**** Artículo ****
De pronto, de entre “El Círculo Rojo” —varios de sus integrantes pugnaban por ocultar ojos también humedecidos— El Rana —visiblemente emocionado— se hizo cargo del imaginario micrófono para insistir, varias veces, en que Juan Pablo se “había recibido de escritor”. Como la mayoría del auditorio estaba —está— en pelotas sobre el tema, para todos ellos pareciera necesario hacer una somera explicación. Aquí viene la historia..
Pese a que pareciera cuestión de magia, Coperfield, Houdini, Fumanchú, ni ninguno de sus colegas, tuvieron nada que ver con el suceso. No sé si sorprendente, inesperado, o al revés, pero que sucedió y continuará. Sin embargo, dando crédito a quienes confían en extrañas dimensiones que provocan las rarezas del destino, digamos que Aladino continúa y tiene su reencarnado: ¡El Sr. Pompin! (Así se llama, no es joda).
Lo concreto que el buen hombre, capo de una importante editorial, frotó la lámpara y el genio le arrimó una corta novela de Juan Pablo que le resultó deslumbrante (su nombre me lo reservo porque, aunque en venta en la librería local nunca fue presentada por el autor, pero que ahora, cosa seria, inexorablemente lo será). De pronto, al Autor (apenas enterado de lo que sucedía por la participación de un amigo de ambos, también encantado con la obra), descreído por poco creyente en milagros ¡le llegó un correo del bueno del Sr. Pampin! No es cargo por ser la lógica consecuencia de varios -y sucesivos- ataques de incredulidad por una oportunidad fuera de cualquier previsión, pero la respuesta de Juan Pablo —escueta, casi como fría, donde agregó sus datos personales— me dieron ganas de matarlo (yo hubiera ponderado a todo el árbol genealógico de la familia Pampín desde el siglo 18 hasta nuestros días, y el honor que representa comunicarse con la excelsa editorial).
**** Registros mostrados ****
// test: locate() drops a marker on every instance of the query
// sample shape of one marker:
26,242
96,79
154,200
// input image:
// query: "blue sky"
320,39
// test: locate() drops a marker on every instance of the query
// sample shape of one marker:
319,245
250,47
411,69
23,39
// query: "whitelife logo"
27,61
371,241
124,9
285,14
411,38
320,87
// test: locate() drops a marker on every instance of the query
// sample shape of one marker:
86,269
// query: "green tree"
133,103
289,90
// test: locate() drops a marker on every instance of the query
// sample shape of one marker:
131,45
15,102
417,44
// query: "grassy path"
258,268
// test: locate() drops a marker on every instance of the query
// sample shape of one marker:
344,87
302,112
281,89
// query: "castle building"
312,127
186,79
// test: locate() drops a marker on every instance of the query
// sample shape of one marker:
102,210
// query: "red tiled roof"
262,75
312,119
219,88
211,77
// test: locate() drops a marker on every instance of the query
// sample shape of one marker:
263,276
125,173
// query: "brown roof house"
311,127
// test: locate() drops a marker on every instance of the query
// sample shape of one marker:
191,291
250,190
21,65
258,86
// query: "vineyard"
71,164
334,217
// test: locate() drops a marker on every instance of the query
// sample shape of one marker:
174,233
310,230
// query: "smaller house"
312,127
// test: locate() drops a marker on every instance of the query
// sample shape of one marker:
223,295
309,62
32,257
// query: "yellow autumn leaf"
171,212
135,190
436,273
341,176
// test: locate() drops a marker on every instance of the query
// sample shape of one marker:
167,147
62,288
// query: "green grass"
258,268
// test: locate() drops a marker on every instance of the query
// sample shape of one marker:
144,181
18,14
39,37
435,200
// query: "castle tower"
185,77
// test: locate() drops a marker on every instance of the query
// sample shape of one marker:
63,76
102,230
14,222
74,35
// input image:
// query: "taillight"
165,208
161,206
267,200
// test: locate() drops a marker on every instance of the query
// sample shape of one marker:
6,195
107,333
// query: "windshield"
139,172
****
### [Instrucciones de trabajo]
A) Reescribe el fragmento del artículo desde "Pese a que pareciera" hasta "no es joda).", ambos incluidos, y sustituye "Aladino" por "Simbad".
B) Recopila todas las líneas de los registros que contengan la palabra "roof", distinguiendo entre mayúsculas y minúsculas.
El artículo y los registros no guardan ninguna relación entre sí.

### [Respuestas]
A)
Pese a que pareciera cuestión de magia, Coperfield, Houdini, Fumanchú, ni ninguno de sus colegas, tuvieron nada que ver con el suceso. No sé si sorprendente, inesperado, o al revés, pero que sucedió y continuará. Sin embargo, dando crédito a quienes confían en extrañas dimensiones que provocan las rarezas del destino, digamos que Simbad continúa y tiene su reencarnado: ¡El Sr. Pompin! (Así se llama, no es joda).

B)
// query: "red tiled roof"
// query: "brown roof house"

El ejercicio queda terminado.